— begin Document passage —

Pure (return a new value or query)

index accepts optional start / end bounds (negatives count from the end) and raises ValueError if the value isn’t found in that range; copy returns a shallow copy.

xs = [1, 2, 3, 2] print(xs.index(2)) print(xs.index(2, 2)) # search from index 2 print(xs.count(2)) ys = xs.copy() ys.append(99) print(xs) # original unchanged print(ys)

Output · expected


1
3
2
[1, 2, 3, 2]
[1, 2, 3, 2, 99]

Mutating

Return None, mutate in place. extend accepts any iterable. sort accepts key=fn and reverse=True/False.

xs = [1, 2, 3] xs.append(4) print(xs) xs.extend(range(5, 7)) # any iterable print(xs) xs.insert(0, 99) print(xs)

Output · expected


[1, 2, 3, 4]
[1, 2, 3, 4, 5, 6]
[99, 1, 2, 3, 4, 5, 6]

xs = [1, 2, 3, 2] xs.remove(2) # first occurrence print(xs) popped = xs.pop() # last print(popped, xs) popped = xs.pop(0) # by index print(popped, xs)

Output · expected


[1, 3, 2]
2 [1, 3]
1 [3]

xs = [3, 1, 4, 1, 5] xs.sort() print(xs) xs.reverse() print(xs) xs.clear() print(xs)

Output · expected


[1, 1, 3, 4, 5]
[5, 4, 3, 1, 1]
[]

Dict methods

Views

keys, values, items return concrete list snapshots, not live views. Dict mutations don’t affect captured snapshots. This is intentional: live views are shared mutable state, which conflicts with the functional paradigm.

d = {"a": 1, "b": 2, "c": 3} print(list(d.keys())) print(list(d.values())) print(list(d.items())) # Snapshot is detached from the dict k = d.keys() d["d"] = 4 print(k) # ['a', 'b', 'c'] pre-mutation

Output · expected


['a', 'b', 'c']
[1, 2, 3]
[('a', 1), ('b', 2), ('c', 3)]
['a', 'b', 'c']

Lookup with default

d = {"a": 1} print(d.get("a")) print(d.get("z")) print(d.get("z", 0))

Output · expected


1
None
0

Mutation

update accepts a dict, an iterable of length-2 sequences, or keyword arguments (d.update(a=1)). popitem returns the last-inserted entry; empty -> KeyError. pop(key) on a missing key -> KeyError unless a default is given. The dict.fromkeys(iterable[, value]) classmethod builds a new dict mapping each key to value (default None). No clear.

— end Document passage —

Stated goal A: Reproduce the records verbatim, beginning at their first line and ending after the line that contains "19 22 1000 489".

— begin The input —

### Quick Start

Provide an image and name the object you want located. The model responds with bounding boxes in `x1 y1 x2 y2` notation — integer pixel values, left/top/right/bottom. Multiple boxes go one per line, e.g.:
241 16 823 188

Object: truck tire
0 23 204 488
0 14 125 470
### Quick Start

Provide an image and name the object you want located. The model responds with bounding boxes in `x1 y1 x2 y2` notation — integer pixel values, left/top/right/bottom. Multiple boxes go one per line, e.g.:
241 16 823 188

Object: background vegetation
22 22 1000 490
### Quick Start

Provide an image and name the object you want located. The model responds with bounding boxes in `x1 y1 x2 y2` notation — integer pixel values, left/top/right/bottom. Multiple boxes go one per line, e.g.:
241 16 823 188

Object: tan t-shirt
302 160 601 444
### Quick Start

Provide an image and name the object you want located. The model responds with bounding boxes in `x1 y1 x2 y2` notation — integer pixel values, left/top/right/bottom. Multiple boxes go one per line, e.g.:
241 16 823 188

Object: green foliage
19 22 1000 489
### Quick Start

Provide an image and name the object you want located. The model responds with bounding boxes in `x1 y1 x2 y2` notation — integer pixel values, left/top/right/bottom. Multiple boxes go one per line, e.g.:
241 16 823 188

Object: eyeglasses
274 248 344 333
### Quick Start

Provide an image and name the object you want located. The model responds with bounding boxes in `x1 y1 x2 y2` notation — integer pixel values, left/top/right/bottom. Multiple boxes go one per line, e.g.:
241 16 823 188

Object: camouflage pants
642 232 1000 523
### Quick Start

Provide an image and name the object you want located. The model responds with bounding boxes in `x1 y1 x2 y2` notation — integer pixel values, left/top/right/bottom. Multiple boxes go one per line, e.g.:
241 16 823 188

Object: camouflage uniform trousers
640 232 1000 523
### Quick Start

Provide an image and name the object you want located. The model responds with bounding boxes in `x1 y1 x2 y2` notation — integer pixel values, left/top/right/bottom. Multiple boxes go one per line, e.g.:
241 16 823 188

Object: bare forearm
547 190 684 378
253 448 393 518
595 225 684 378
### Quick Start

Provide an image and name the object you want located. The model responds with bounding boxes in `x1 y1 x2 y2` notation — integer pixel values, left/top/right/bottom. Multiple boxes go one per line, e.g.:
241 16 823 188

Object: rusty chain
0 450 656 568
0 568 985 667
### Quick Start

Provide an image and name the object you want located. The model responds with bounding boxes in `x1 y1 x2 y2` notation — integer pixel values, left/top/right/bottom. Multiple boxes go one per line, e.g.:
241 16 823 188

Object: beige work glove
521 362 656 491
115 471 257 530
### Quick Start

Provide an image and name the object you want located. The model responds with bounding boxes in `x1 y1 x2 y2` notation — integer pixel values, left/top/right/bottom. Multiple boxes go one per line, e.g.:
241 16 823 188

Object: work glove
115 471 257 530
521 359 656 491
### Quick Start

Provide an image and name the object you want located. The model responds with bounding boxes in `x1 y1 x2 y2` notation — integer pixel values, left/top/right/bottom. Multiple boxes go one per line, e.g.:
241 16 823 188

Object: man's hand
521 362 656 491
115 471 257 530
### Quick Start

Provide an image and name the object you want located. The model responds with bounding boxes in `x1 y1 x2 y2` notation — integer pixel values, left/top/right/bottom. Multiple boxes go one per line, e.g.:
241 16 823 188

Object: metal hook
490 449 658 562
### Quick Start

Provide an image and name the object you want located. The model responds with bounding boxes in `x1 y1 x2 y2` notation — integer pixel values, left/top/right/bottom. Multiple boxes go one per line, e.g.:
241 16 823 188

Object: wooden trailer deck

— end The input —

Stated goal B: Transcribe verbatim the portion of the passage on list and dict methods that begins at the words "xs = [3, 1, 4, 1, 5]" and ends after the words "the functional paradigm.".

Complete answer A:
### Quick Start

Provide an image and name the object you want located. The model responds with bounding boxes in `x1 y1 x2 y2` notation — integer pixel values, left/top/right/bottom. Multiple boxes go one per line, e.g.:
241 16 823 188

Object: truck tire
0 23 204 488
0 14 125 470
### Quick Start

Provide an image and name the object you want located. The model responds with bounding boxes in `x1 y1 x2 y2` notation — integer pixel values, left/top/right/bottom. Multiple boxes go one per line, e.g.:
241 16 823 188

Object: background vegetation
22 22 1000 490
### Quick Start

Provide an image and name the object you want located. The model responds with bounding boxes in `x1 y1 x2 y2` notation — integer pixel values, left/top/right/bottom. Multiple boxes go one per line, e.g.:
241 16 823 188

Object: tan t-shirt
302 160 601 444
### Quick Start

Provide an image and name the object you want located. The model responds with bounding boxes in `x1 y1 x2 y2` notation — integer pixel values, left/top/right/bottom. Multiple boxes go one per line, e.g.:
241 16 823 188

Object: green foliage
19 22 1000 489

Complete answer B:
xs = [3, 1, 4, 1, 5] xs.sort() print(xs) xs.reverse() print(xs) xs.clear() print(xs)

Output · expected


[1, 1, 3, 4, 5]
[5, 4, 3, 1, 1]
[]

Dict methods

Views

keys, values, items return concrete list snapshots, not live views. Dict mutations don’t affect captured snapshots. This is intentional: live views are shared mutable state, which conflicts with the functional paradigm.